(Raw records):
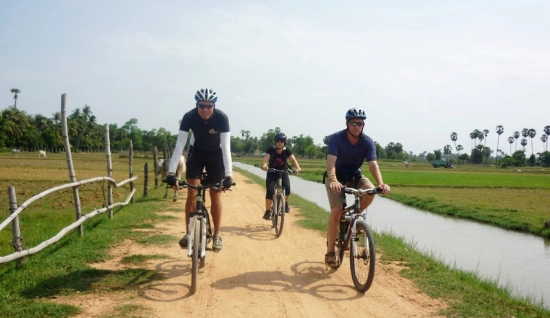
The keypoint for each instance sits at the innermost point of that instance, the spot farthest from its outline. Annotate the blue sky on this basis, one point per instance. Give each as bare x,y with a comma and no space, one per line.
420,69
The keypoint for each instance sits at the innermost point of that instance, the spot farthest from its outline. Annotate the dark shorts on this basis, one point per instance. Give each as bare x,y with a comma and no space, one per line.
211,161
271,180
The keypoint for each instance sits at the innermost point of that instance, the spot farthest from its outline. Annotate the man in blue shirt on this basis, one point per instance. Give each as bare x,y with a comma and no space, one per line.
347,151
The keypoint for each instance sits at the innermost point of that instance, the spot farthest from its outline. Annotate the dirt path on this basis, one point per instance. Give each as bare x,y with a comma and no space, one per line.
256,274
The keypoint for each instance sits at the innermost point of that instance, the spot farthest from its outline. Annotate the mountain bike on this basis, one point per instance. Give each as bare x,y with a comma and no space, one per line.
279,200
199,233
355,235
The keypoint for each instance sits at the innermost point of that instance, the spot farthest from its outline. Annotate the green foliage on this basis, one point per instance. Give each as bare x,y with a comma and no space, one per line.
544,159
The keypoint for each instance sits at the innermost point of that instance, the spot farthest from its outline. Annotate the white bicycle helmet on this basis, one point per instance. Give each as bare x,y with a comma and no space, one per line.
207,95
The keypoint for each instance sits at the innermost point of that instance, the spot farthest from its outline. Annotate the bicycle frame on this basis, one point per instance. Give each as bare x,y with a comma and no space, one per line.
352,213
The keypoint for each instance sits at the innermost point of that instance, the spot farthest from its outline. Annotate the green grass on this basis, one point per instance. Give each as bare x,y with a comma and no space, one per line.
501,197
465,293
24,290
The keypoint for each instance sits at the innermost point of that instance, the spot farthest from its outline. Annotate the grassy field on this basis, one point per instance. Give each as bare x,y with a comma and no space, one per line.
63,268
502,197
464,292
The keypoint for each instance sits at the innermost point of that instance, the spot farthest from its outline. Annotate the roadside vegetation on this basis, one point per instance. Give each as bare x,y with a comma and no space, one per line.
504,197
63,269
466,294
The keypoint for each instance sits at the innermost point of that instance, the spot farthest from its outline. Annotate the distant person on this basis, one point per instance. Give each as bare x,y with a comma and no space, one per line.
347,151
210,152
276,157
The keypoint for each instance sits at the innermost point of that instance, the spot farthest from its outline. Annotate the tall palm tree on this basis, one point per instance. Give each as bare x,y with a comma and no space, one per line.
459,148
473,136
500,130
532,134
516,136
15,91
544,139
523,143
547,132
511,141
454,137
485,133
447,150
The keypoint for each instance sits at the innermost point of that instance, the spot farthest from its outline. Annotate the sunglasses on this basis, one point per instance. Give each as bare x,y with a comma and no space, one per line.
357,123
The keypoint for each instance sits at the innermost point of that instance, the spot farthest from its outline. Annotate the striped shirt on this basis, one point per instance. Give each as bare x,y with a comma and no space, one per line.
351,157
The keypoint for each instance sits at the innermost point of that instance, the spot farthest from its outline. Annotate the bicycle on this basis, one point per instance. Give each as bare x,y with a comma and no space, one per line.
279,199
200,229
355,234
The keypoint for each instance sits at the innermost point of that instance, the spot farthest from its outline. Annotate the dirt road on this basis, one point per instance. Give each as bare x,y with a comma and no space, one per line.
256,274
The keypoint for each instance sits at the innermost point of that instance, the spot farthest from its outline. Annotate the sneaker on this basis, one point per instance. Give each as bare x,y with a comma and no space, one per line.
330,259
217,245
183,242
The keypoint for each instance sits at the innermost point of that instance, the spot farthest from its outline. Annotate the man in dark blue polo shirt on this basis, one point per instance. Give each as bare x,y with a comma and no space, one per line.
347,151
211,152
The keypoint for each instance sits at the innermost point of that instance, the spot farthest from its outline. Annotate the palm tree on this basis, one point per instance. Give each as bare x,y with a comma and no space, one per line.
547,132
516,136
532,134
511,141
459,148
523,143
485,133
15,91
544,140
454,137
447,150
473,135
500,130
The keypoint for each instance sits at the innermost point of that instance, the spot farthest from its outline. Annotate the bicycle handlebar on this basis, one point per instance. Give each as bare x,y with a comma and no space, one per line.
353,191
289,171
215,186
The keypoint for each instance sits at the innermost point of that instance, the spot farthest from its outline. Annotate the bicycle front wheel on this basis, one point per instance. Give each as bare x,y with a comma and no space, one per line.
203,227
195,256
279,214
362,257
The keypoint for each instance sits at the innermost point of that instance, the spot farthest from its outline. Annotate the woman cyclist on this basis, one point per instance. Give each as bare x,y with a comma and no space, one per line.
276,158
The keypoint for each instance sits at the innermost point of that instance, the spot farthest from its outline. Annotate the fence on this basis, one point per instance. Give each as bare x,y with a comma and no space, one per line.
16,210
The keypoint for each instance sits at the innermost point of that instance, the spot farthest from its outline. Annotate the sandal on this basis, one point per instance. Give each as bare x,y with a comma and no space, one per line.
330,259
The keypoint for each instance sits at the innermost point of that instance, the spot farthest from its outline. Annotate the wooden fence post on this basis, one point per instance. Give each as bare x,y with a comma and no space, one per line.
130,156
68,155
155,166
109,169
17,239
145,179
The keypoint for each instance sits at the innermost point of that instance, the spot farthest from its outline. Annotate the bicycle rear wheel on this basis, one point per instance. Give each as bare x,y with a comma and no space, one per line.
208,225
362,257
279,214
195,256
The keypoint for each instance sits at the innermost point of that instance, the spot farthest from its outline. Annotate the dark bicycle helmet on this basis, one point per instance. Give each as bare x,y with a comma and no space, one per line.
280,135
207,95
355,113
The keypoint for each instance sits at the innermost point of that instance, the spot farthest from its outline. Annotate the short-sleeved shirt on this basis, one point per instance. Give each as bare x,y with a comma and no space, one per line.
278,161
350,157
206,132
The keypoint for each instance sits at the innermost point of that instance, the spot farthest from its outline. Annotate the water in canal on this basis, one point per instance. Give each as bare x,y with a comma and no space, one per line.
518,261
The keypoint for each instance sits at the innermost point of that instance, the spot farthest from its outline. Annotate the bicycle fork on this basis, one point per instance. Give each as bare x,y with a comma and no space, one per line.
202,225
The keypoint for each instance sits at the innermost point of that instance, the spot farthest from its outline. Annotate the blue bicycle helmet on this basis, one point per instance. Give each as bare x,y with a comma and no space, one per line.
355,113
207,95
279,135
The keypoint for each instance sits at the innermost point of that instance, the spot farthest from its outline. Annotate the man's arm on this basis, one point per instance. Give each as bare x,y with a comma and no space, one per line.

(Required work):
Please quote all of the data above word for word, leaving out the pictures.

(Response):
The keypoint for each instance sits at the innermost point of that instance, the spot farthest from its outline. Annotate the blue sky on this basis, one point per instance. Give each as bare x,y with a comma and no space, one per line.
420,69
The keypoint for each instance sits at the innermost point of that instance, the spot farthest from its outline. Annotate the dark shorts on this basis, one point per instance. Give each as bare x,y with a comma and no space, one per line.
211,161
271,180
The keypoint for each instance sits at the innermost point of that instance, the spot farthest from its outline. Annotate the man in blue shirt on this basis, one point per instance. Give each as bare x,y with a comma and no space, one per line.
347,151
The keypoint for each instance sits at the innermost point of that instance, the spot farthest from its outline. Annotate the dirt path on this basis, one point per instance. Give each as bare x,y with a comma and no space, one per line.
256,274
The keypoint for each instance sits at the innermost point of that instance, the spot farthest from its outline. Annotate the mountain bike on this basis, one point per instance. Give each as bare x,y with a comma and no space, one per line.
279,200
199,233
355,235
The keypoint for each instance sits at the innermost point of that instance, the spot farthest from its outline. Annotate the green foliage on this basis, one point per instance. Give each as bare x,y with a comma and no space, one per line.
544,159
The keypoint for each instance sits at the innermost point of that instance, the spot farthest from its outline. Annotate the white bicycle helmet on this basis, one point per instance. Give each as bare x,y with a comma and no space, one per line.
207,95
The keypoint for each instance sits at the innermost point of that instance, the spot farthest from its outline. Annotate the bicycle frame on this basis, one point per instance. Give each as bare x,y with a comma and no space, one per line.
352,213
The keypoint for each instance sits at the innermost point of that instance, the spot farthest from its outline. Annotate the green grass on this basis, one point per instance. Give each as bare x,y with a comma and no space, one per line.
501,197
465,293
24,290
The keypoint for each instance sits at the innermost point of that instance, the spot farthest from its outline. Annotate the grassy field on this basis, one point per instance. Give each as bare x,y with a comma and no space, one per line.
63,268
502,197
464,292
The keypoint for each instance sits at the innermost point of that instance, the spot farthest from its outline. Annotate the roadside vegetation on this basis, one point per instance. Give each as bare x,y with a comma and no space, one per line.
504,197
63,269
466,294
The keypoint for each instance sits at the innermost point of that instance, the spot farthest from its outline. Annotate the distant person on this basis, one point per instance. Give each as bare x,y with a comma and no space, one per line.
347,151
210,152
276,157
The keypoint for each instance sits at the innermost point of that instance, the spot farthest from its outline. Annotate the tall palm tree on this basis, one point per instance. Give each as bare x,y with a comma and no space, one per line.
459,148
473,136
500,130
532,134
516,136
15,91
544,139
523,143
547,132
511,141
454,137
485,133
447,150
The keypoint for each instance sits at the innermost point of that instance, the spot farthest from its outline. Annotate the sunglasses on this basis, one point per instance. Give each as bare x,y with a comma and no space, one per line.
357,123
The keypoint for each instance sits at the innermost point of that instance, the spot farthest from its outline. Annotate the striped shirt on this basis, one point per instance. Give each as bare x,y with a comma and no space, one per line.
351,157
The keypoint for each instance sits at the innermost point of that instance, the spot farthest from its outline. Annotate the bicycle on this basis, one point per instance. Give each as bare x,y with a comma and no space, one per line.
279,199
200,229
355,234
The keypoint for each instance sits at the innermost point of that instance, the spot farthest from its outline. Annotate the dirt road on this basis, one point per instance. Give each as bare x,y with a comma and no space, one per line.
256,274
The keypoint for each instance sits at the innermost point of that instance, the spot farthest from its outline. Annotate the sneaker on this basis, one point per instance. Give each as bare x,y with a comma and no space, one per line.
330,259
217,245
183,242
The keypoint for each instance sits at the innermost point of that instance, the spot farthest from its outline. Annotate the man in dark blue polo shirt on this basis, one point per instance. Give each as bare x,y with a comma and no space, one per line.
347,151
211,152
The keypoint for each instance sits at the innermost point of that instance, the spot farthest from its outline. Annotate the palm tree on this basis, one point per instance. Give each as bare x,y with a comma and no space, one per line.
547,132
516,136
532,134
511,141
459,148
523,143
485,133
15,91
544,140
454,137
447,150
473,135
500,130
The keypoint for each instance sits at the innermost point of that instance, the spot farthest from its outline. Annotate the bicycle handlebar on this basis, one point per instance. Give each as bare x,y with a comma and no space, one per line.
353,191
289,171
215,186
The keypoint for each instance sits at the innermost point of that instance, the spot farthest from its outline. Annotate the bicycle front wheel on this basis, one point per instance. Give each as bare x,y with a comma and no space, one per line.
203,227
195,256
279,214
362,257
The keypoint for each instance sits at the innermost point of that instance, the spot farthest from its outline. Annotate the woman cyclist on this basis, one point per instance. Give each as bare x,y with a comma and no space, one per line.
276,158
The keypoint for each instance sits at the innermost point of that instance, the spot farthest from its outline. Annotate the fence on this basis, one point per instance. Give each as bare x,y with a comma and no space, one per line.
16,210
The keypoint for each instance sits at the innermost point of that instance, the spot farthest from its outline. Annotate the sandal on this basis, one point per instance. Give each as bare x,y with a comma and no space, one per line.
330,259
The keypoint for each instance sits at the innermost point of that instance, the spot farthest from its outline. Annotate the wooden fence post on this basis, one point per instance. Give each as bare x,y with a comma and no space, one per line.
130,156
68,155
155,166
109,169
17,239
145,179
The keypoint for each instance sits at the innermost point of that instance, the spot farthest from its outline. Annotate the bicycle rear wheel on this basis, one point per instance. Give each as bare x,y with a comma and no space, one per line.
208,225
362,257
279,214
195,256
The keypoint for each instance sits at the innermost point of that instance, the spot farthest from its outline. Annotate the dark bicycle helmet on this basis, one point per instance. Give each as bare x,y with a comma and no space, one per line.
280,135
207,95
355,113
The keypoint for each instance sits at the innermost point of that instance, the spot farthest from its outline. Annotate the short-sleeved shirt on this basis, one point per instance. Give each as bare x,y with a comma and no space, one per line.
278,161
350,157
206,132
The keypoint for each instance sits at the innermost point of that instance, the spot farthest from its outline. Annotate the water in canal on this basis, one point per instance. Give each as bare x,y with a comma and no space, one per line.
518,261
The keypoint for each instance sits at the innermost point of that instance, the spot farthest from its outline. Annotate the bicycle fork on this basis, one point per instance. Give each as bare x,y with a comma and no space, one per line.
202,225
The keypoint for each instance sits at the innermost point of that instance, the spot farthest from its outline. Annotate the blue bicycle helmet on this basis, one point per instance. Give each as bare x,y with a comma and no space, one per line.
355,113
207,95
279,135
The keypoint for each instance sits at the innermost point of that instance, the spot farthest from its outline. Annotate the man's arm on this basis, one point per instance. Give each as bare x,y with a comma and no space, one per line.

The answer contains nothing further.